• [WHAT THE EXERCISE ASKS]
Only the lines from the one containing "Where can you find the orange safety" to the end of the records belong in the output; print them exactly.

--- start DATA FOR THE TASK ---

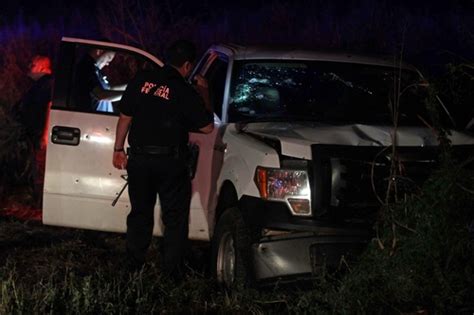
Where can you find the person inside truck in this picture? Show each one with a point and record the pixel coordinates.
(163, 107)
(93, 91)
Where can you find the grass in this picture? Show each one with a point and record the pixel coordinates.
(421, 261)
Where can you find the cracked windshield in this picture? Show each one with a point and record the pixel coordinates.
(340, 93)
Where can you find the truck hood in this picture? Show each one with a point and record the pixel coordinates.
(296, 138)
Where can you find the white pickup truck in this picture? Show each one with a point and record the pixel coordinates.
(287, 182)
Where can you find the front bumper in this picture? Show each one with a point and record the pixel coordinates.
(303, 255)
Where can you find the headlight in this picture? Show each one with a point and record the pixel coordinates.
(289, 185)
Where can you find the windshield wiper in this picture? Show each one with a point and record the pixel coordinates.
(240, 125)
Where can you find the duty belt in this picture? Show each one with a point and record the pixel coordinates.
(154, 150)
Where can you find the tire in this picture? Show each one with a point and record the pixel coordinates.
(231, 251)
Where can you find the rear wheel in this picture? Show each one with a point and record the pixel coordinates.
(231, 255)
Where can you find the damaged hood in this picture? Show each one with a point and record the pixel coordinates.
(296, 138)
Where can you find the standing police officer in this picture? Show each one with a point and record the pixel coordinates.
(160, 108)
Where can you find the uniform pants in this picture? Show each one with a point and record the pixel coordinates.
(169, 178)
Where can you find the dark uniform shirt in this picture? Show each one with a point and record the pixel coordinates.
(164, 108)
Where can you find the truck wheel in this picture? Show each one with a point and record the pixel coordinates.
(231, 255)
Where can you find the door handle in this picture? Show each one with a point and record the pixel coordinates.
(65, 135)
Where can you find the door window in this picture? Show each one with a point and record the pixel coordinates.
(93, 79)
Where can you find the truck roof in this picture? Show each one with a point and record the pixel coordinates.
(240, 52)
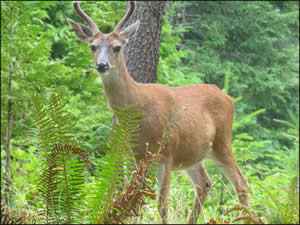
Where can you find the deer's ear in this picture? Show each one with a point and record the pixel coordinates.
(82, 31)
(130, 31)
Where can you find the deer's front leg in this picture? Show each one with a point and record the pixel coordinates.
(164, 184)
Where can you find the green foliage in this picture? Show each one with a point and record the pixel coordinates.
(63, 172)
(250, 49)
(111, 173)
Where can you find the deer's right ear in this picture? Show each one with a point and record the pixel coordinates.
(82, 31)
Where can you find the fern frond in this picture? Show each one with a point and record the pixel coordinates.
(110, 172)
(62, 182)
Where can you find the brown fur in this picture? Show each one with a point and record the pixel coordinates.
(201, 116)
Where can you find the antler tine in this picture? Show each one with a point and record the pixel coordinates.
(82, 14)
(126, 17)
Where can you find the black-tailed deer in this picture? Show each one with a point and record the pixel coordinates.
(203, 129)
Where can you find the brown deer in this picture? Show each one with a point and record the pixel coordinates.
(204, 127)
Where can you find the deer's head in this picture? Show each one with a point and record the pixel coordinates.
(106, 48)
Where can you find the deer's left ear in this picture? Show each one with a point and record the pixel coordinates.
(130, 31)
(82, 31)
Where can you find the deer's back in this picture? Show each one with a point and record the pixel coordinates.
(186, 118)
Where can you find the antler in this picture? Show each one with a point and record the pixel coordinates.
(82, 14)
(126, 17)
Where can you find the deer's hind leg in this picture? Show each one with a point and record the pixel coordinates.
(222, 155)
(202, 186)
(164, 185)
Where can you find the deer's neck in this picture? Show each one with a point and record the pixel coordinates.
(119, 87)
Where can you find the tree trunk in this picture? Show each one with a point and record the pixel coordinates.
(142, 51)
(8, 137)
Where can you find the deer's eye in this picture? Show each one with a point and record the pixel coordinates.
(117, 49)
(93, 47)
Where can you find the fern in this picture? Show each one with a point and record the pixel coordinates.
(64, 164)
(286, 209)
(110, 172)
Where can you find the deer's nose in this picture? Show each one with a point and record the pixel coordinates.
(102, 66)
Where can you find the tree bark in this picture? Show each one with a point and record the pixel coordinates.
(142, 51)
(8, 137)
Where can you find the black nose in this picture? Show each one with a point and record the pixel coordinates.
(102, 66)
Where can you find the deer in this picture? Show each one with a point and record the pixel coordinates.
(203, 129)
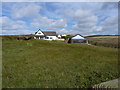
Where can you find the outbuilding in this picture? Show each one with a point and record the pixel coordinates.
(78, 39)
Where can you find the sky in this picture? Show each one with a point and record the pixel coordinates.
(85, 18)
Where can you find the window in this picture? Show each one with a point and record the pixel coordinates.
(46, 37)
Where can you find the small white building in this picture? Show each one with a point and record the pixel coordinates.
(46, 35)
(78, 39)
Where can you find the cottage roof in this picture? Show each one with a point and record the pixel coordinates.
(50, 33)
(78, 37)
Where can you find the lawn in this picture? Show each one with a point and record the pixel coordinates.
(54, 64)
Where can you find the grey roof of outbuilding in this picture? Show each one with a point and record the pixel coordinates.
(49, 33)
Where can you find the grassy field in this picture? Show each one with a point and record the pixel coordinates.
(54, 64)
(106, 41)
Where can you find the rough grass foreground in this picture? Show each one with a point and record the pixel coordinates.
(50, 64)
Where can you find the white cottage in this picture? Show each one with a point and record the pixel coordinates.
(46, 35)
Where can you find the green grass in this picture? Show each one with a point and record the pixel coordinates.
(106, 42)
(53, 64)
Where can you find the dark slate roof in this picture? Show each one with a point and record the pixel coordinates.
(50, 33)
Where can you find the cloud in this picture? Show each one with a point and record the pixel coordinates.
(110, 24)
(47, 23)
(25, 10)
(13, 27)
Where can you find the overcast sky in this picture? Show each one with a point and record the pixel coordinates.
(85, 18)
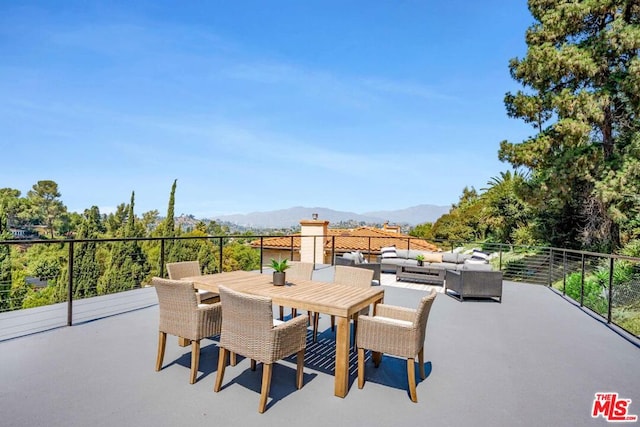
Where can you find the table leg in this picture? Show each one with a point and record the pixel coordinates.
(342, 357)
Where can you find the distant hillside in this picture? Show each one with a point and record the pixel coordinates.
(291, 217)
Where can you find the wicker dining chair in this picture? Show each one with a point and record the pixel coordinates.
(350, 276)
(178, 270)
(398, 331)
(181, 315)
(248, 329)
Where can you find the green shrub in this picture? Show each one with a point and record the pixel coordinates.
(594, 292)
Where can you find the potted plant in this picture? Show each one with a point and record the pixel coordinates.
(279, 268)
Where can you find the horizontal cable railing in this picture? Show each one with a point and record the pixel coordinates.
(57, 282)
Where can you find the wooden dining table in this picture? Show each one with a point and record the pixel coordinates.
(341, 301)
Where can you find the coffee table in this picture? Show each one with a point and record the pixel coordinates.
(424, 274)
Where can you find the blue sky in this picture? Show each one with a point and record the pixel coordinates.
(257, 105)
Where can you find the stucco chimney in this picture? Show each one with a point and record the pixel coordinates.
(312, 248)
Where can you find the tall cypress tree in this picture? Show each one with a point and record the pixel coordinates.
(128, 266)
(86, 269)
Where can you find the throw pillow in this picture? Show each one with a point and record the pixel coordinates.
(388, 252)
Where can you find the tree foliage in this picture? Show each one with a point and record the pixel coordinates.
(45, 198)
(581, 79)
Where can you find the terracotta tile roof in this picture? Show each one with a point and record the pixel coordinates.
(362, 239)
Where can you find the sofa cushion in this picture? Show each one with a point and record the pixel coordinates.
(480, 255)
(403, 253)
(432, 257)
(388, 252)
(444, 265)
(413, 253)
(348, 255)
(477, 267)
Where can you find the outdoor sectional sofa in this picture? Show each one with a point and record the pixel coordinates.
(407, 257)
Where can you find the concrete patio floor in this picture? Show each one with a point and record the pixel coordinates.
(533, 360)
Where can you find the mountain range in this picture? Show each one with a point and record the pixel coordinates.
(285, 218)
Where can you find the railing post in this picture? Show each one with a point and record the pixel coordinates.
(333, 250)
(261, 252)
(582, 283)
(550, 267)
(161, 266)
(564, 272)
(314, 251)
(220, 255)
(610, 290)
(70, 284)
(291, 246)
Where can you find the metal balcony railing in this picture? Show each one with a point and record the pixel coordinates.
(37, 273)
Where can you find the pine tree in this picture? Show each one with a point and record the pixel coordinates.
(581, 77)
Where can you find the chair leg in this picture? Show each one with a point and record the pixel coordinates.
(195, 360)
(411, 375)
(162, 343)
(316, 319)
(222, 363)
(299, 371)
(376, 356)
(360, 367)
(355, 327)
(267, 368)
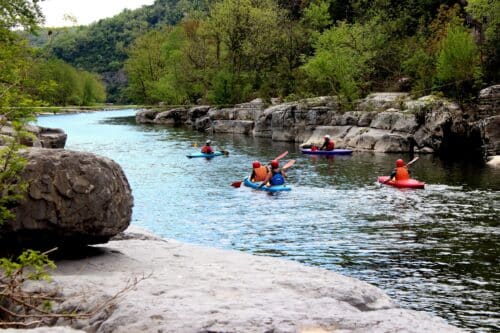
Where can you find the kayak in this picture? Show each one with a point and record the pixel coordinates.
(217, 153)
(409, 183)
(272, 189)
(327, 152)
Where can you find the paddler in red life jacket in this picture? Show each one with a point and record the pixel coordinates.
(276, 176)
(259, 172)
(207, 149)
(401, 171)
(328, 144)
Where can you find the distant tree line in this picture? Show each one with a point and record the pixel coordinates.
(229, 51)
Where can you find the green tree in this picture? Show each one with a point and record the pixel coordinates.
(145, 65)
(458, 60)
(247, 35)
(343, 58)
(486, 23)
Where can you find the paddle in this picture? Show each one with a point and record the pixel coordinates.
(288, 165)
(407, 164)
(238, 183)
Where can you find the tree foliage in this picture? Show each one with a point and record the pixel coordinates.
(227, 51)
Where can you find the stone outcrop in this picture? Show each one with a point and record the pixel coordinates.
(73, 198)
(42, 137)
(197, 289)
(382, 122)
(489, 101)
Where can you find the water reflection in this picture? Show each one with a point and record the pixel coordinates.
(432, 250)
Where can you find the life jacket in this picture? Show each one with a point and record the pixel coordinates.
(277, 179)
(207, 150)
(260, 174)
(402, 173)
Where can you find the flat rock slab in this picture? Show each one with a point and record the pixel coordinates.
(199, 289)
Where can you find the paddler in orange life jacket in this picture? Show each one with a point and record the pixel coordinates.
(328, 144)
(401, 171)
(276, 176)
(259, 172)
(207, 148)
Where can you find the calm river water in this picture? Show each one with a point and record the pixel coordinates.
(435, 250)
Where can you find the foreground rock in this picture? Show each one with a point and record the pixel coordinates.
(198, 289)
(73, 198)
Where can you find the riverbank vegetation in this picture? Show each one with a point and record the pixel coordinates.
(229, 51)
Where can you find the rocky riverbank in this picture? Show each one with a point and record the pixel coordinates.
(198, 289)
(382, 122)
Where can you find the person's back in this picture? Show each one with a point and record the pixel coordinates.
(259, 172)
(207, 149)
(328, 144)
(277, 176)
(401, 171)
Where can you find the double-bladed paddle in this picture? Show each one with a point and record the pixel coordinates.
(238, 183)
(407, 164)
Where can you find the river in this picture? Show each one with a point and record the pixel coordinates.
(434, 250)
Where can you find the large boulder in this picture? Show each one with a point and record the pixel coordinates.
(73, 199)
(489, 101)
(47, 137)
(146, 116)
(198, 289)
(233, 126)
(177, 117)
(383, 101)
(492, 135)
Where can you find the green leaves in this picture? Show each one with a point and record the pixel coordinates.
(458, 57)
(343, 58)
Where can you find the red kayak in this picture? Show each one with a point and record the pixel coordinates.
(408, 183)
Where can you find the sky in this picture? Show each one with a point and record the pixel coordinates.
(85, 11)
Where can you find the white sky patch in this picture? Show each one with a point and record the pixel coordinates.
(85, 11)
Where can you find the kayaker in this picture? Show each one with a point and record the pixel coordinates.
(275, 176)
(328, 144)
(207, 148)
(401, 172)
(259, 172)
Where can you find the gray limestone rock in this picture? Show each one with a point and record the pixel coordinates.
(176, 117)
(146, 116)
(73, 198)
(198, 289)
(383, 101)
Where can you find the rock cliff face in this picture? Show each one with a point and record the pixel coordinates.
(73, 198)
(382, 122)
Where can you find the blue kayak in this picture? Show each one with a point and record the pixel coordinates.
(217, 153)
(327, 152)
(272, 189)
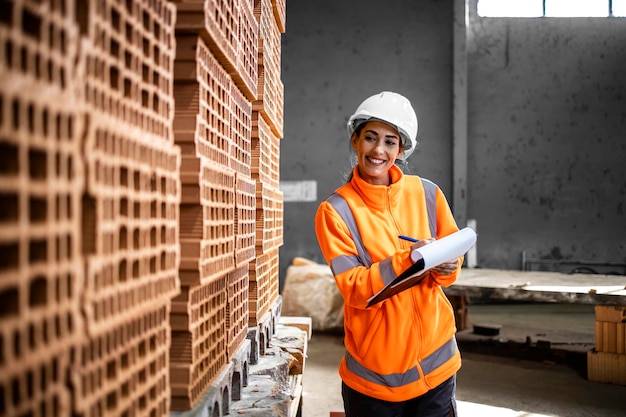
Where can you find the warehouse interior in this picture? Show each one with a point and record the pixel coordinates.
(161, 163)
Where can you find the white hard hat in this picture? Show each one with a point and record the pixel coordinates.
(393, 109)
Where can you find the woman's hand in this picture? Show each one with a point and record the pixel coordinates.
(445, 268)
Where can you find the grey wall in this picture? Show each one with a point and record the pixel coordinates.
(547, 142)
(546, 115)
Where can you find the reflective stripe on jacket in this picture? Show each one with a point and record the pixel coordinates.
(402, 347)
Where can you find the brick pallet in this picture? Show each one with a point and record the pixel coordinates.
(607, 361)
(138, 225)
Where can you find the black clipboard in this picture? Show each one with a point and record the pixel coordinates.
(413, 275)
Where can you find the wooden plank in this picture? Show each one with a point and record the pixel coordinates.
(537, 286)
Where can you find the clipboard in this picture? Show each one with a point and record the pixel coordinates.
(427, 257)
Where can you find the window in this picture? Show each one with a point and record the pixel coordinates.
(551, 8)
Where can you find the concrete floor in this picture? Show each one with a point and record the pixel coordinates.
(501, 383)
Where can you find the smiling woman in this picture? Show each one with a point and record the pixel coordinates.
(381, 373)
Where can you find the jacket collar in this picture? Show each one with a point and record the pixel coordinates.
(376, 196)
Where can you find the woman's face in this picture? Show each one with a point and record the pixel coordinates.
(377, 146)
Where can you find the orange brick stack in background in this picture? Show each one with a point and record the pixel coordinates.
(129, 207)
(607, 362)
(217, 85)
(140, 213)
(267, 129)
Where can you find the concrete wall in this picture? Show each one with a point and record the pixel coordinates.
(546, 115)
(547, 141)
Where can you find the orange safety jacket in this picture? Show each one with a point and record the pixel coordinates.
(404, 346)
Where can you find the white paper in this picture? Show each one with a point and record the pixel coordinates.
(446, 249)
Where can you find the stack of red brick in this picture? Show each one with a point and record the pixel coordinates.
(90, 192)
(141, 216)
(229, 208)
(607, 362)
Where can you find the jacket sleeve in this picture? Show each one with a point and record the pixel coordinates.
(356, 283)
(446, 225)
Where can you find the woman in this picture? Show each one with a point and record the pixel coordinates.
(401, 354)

--- end DATA FOR THE TASK ---

• [WORKED ANSWER]
Where can you find the orange safety jacket in this picture? Show each one with a point and record the pixel coordinates.
(404, 346)
Where can you find the white paper in this picture? Show each one with a point and record the pixel coordinates.
(446, 249)
Where can you find the stack of red brick in this picture? Show each one with a point and record the pixel coordinates.
(90, 192)
(141, 216)
(229, 208)
(607, 362)
Where can you find the jacket sleeve in this picture? Show each one with a point and record the pixel coordinates.
(356, 283)
(446, 225)
Where can you find the woman in this picture? Show each one with a point and record the pixel coordinates.
(401, 354)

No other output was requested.